DATA FOR THIS EXERCISE>
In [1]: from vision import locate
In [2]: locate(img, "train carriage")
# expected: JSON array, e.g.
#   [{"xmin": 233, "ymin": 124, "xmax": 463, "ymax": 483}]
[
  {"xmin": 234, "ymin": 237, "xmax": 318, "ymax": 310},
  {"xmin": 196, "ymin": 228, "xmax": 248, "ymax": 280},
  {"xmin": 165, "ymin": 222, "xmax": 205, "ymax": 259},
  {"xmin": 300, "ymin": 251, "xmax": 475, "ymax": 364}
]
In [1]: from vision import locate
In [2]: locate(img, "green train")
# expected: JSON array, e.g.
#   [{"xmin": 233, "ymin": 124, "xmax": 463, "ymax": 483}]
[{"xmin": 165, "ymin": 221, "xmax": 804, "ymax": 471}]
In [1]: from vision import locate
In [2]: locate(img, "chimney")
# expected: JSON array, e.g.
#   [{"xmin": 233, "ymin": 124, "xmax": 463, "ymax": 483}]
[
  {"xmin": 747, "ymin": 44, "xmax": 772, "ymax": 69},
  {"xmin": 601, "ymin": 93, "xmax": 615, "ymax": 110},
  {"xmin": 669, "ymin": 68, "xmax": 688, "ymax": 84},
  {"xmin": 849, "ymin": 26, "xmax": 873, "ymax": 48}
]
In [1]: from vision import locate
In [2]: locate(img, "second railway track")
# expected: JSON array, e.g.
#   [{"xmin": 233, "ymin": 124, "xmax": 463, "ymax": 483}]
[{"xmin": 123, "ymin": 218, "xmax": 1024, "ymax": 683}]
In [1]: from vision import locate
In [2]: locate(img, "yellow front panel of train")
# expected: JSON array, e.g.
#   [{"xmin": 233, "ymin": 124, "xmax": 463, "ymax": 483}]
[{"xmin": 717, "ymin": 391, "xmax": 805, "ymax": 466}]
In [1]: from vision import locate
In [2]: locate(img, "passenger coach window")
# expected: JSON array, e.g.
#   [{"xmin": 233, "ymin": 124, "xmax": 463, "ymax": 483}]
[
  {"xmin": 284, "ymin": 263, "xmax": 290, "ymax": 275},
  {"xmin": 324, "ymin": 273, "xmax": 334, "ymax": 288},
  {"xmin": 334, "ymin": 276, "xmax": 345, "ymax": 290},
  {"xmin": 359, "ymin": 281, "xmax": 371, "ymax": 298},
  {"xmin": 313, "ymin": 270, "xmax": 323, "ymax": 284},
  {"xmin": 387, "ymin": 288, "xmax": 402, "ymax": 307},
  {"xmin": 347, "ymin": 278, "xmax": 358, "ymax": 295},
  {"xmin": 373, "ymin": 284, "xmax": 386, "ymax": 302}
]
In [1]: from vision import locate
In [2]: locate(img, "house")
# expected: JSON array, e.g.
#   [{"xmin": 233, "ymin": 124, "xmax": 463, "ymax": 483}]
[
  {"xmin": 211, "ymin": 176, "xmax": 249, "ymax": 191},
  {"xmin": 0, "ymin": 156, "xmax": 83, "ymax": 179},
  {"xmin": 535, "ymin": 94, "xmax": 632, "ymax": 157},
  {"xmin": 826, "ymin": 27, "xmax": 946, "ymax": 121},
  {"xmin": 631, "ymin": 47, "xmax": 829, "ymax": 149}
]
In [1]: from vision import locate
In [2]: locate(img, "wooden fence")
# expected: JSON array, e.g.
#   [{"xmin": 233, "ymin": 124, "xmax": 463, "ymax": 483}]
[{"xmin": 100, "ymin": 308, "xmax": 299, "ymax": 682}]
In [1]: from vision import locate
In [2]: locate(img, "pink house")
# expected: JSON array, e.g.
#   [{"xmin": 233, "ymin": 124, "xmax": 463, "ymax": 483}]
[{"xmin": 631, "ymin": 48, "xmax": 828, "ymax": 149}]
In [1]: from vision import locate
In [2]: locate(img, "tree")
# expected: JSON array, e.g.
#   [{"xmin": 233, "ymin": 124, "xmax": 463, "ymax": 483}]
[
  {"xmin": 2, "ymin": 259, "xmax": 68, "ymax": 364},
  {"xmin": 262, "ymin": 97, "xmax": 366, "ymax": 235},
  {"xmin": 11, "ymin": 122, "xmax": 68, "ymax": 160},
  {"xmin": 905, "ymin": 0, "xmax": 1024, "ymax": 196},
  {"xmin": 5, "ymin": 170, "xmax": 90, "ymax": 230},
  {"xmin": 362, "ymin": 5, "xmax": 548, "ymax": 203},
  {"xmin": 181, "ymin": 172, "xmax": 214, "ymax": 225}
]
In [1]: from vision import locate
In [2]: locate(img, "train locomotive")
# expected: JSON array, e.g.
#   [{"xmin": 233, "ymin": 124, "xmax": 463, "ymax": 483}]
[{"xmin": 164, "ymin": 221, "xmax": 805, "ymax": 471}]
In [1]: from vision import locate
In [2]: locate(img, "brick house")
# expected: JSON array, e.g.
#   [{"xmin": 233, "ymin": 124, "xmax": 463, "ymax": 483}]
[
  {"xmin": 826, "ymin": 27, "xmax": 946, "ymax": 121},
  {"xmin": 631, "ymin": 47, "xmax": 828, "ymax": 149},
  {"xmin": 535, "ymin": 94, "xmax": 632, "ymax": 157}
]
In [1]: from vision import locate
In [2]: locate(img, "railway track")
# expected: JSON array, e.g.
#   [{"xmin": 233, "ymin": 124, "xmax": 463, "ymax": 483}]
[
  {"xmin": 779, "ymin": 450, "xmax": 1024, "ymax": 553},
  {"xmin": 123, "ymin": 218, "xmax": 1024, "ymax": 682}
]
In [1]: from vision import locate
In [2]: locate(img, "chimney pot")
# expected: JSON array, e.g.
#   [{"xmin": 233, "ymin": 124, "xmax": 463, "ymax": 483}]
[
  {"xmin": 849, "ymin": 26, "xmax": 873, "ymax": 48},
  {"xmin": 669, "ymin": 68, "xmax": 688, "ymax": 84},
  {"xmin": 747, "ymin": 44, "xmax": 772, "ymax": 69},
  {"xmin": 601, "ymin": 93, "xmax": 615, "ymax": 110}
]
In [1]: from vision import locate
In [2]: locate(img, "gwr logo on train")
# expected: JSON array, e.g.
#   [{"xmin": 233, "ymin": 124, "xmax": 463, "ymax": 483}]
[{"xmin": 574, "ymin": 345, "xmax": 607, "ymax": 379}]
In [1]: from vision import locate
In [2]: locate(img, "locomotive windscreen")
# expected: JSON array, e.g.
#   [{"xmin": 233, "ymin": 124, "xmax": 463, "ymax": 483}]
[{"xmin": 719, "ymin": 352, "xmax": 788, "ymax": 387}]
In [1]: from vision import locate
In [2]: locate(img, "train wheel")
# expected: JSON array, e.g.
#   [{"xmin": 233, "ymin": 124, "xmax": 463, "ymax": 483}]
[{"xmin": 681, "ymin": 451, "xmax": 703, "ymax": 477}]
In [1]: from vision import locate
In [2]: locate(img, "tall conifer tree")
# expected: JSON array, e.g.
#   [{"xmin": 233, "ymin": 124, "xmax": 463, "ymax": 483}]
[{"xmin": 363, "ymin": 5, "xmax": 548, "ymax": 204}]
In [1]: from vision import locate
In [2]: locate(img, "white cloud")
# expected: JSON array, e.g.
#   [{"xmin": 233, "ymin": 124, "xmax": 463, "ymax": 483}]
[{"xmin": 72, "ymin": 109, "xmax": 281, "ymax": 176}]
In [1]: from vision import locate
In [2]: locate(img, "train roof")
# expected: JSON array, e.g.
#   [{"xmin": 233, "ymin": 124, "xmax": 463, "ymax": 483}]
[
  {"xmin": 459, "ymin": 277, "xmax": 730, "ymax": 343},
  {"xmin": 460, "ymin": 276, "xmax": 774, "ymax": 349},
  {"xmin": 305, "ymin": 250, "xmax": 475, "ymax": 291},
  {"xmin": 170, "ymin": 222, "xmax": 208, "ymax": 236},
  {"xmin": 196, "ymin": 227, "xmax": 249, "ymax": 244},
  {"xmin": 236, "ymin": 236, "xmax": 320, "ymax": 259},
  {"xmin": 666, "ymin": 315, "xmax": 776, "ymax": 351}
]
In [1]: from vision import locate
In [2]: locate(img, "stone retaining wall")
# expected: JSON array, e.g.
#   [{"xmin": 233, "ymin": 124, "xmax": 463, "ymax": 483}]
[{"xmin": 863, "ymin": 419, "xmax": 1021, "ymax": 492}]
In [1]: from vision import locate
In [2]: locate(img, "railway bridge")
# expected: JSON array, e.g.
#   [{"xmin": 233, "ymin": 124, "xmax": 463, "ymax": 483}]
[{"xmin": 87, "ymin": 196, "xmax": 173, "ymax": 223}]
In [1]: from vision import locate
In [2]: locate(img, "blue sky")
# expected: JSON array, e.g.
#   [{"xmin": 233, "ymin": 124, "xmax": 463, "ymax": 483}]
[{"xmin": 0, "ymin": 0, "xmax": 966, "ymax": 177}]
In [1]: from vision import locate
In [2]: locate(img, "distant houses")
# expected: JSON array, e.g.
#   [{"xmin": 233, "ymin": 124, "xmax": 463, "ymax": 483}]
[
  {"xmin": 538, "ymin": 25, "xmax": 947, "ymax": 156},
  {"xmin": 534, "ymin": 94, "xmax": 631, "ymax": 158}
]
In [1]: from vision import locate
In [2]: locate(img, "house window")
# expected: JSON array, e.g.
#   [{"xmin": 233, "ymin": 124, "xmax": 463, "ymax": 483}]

YOUR ASSIGNMENT> Out of the records above, pick each line that contains the string "chimney".

ANSWER TO THIS PROBLEM>
In [2]: locate(img, "chimney")
In [2]: locate(img, "chimney pot")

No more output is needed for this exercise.